Complete the following -
• A. Retype the portion of the article on Martha’s Vineyard in 1776 starting at "The story of" and ending at "at the time.".
• B. Answer these questions from the article on Martha’s Vineyard in 1776:
(i) Which three incorporated towns made up the Island in 1776?
(ii) By what name is Holmes Hole now known?
(iii) What were the Island’s main industries?
• C. Continue the article on Martha’s Vineyard in 1776 from its final sentence.

Passage shown -
________________________________________

On July 4, 1776, exactly 250 years ago, the 13 American colonies declared independence from British rule, and Martha’s Vineyard, being part of the Massachusetts Bay Colony, was making its investment in the ongoing American Revolution known. Though the Island would be forced into submission two years later by the British in an economically devastating attack called Grey’s Raid, Islanders had convictions, and some were trying to make their mark on the war — or at least strike it rich.

But the Revolution was just one piece of Vineyard life in 1776. The Island’s Wampanoag tribes were contending with British colonists’ infringement on their land, culture and personhood. Slavery, not yet outlawed in Massachusetts, persisted. And physical separation from the mainland, paired with a material reliance on it, created economic complexity.

To Island historian Norah Van Riper, questions of freedom and independence — and what it might eventually mean to be an American — were central not just to the Vineyard’s stake in the Revolution, but just about every aspect of Island life 250 years ago.

Norah Van Riper said that many of the issues discussed back then are still relevant. — Ray Ewing

“What does independence mean? What does freedom and liberty mean?” asked Ms. Van Riper in a recent Gazette interview in Edgartown at the Vincent House Museum, in a room furnished to look like an Island tavern in 1776. “What does it look like? Who’s entitled to it?”

The story of 1776 on the Vineyard begins with an Island composed of three incorporated towns: Edgartown, Tisbury and Chilmark. Among them, according to Charles Banks’ History of Martha’s Vineyard, were 2,822 people, 59 of whom were people of color, not accounting for the Wampanoag population. Bow Van Riper, historian and research librarian at the Martha’s Vineyard Museum and husband to Ms. Van Riper, estimates that there were 3,000 British settlers, 300 Wampanoag people and 30 African Americans on the Island at the time.

Back then, daily life and commerce on the Island revolved not around towns, but around the villages within them. One was not from Tisbury so much as they were from, say, Holmes Hole (now Vineyard Haven) or Lambert’s Cove. Economically, the Vineyard generated plenty of goods. The main industries were rearing sheep for wool and harvesting sea salt, but everyone farmed, fished and scalloped.

________________________________________

Material provided -
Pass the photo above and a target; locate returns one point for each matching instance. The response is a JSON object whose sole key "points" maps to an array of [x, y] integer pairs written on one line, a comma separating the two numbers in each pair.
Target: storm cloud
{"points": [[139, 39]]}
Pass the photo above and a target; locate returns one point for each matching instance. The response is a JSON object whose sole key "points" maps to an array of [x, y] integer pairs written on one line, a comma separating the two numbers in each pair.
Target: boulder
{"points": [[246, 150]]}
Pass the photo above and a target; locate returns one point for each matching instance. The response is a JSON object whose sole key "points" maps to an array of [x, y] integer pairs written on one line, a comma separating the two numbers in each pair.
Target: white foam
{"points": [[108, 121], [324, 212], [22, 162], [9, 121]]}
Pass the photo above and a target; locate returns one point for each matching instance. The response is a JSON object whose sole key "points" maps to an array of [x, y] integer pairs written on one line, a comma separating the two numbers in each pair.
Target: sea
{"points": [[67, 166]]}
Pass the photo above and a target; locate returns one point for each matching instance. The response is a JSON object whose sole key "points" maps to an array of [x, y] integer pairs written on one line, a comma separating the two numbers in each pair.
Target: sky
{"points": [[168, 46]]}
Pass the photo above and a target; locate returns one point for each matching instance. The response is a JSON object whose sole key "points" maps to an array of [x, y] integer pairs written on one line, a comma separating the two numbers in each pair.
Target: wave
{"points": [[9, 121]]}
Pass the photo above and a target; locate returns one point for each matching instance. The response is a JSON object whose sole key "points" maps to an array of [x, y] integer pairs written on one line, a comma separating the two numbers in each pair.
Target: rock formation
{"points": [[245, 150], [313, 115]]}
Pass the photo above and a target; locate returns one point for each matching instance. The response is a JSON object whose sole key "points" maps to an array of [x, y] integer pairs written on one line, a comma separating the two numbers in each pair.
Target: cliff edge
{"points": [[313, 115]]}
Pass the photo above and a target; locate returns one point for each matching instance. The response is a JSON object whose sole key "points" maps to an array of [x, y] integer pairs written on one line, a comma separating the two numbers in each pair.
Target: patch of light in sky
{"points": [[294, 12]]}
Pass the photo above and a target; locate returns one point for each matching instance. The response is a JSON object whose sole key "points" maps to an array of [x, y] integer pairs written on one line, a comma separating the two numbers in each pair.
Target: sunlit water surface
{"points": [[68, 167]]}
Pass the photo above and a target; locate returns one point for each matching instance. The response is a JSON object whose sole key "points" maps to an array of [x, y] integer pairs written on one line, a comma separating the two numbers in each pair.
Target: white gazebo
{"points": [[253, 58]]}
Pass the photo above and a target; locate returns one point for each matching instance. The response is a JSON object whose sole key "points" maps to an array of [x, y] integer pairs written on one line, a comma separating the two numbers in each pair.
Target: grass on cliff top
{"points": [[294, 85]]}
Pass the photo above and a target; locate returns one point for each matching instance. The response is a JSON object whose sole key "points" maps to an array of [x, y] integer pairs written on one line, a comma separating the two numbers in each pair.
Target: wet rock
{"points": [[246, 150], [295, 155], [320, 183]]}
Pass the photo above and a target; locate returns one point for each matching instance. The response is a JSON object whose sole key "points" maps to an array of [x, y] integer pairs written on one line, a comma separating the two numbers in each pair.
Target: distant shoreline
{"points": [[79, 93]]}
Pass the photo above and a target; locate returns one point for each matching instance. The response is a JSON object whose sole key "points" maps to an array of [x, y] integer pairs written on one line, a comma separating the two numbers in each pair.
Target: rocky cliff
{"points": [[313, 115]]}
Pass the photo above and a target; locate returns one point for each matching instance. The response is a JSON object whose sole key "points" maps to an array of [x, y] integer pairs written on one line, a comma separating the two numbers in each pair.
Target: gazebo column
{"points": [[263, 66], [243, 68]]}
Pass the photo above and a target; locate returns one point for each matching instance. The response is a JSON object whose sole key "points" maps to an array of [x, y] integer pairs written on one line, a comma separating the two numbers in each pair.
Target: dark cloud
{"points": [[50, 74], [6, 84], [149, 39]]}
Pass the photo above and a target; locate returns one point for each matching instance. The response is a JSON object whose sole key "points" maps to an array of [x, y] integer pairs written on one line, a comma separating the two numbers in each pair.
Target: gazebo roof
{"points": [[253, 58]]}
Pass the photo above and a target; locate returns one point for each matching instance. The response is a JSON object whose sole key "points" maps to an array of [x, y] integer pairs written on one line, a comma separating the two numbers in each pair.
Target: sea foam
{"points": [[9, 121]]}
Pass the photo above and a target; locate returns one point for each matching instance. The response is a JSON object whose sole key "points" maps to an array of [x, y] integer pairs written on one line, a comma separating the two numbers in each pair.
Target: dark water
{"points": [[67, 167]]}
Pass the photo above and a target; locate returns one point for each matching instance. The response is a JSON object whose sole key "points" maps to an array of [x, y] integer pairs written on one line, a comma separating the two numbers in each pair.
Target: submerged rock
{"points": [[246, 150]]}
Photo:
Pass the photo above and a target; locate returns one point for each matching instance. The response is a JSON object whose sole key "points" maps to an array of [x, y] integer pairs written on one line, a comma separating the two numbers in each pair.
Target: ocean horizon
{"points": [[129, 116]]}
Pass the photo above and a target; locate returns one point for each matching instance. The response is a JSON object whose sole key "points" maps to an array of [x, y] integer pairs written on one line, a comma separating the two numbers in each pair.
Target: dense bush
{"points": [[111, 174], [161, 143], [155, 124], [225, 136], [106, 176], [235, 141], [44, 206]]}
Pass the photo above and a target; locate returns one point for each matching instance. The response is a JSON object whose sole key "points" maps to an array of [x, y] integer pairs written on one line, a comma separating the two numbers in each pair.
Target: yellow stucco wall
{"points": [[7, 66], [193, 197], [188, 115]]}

________________________________________

Expected answers -
• A.
The story of 1776 on the Vineyard begins with an Island composed of three incorporated towns: Edgartown, Tisbury and Chilmark. Among them, according to Charles Banks’ History of Martha’s Vineyard, were 2,822 people, 59 of whom were people of color, not accounting for the Wampanoag population. Bow Van Riper, historian and research librarian at the Martha’s Vineyard Museum and husband to Ms. Van Riper, estimates that there were 3,000 British settlers, 300 Wampanoag people and 30 African Americans on the Island at the time.

• B.
(i) Edgartown, Tisbury and Chilmark.
(ii) Vineyard Haven.
(iii) Rearing sheep for wool and harvesting sea salt.

• C.
But many daily necessities, like wheat, could only be sourced off-Island, which made a relationship with the mainland vital.

“Contrary to a lot of swoopy romantic sentiments about the old days, when everyone was self-sufficient... the Vineyard was, even in 1776, dependent on the mainland,” said Mr. Van Riper.

The Vineyard’s geographic location and deep-water ports meant it was easy to engage in the maritime economy and with the news of the world. The Island, according to Mr. Van Riper, was quite cosmopolitan, with access to fancy textiles and exotic food and drink, like coconuts and rum.

By the same token, the Vineyard Sound, for better or worse, created distance between the Island and everything else.

“Then as now, the water acts both as a barrier that to some degree isolates the Vineyard from the rest of the world, and a highway that connects the Vineyard to the rest of the world,” he said.

At war with Britain, the protections and vulnerabilities of Island life came fully into view. 

General Charles Grey forced the Island into neutrality.

In the early years of Revolution, British forces would regularly dock in the Island’s ports and demand supplies, leaving Islanders little choice but to comply. The Island’s small size of less than 4,000 meant it couldn’t adequately defend itself from the British on its own. In 1775, Vineyarders appealed to the Massachusetts provincial government for help that came in the form of the Seacoast Defense Company, two infantries that stood guard to protect against raids from the British.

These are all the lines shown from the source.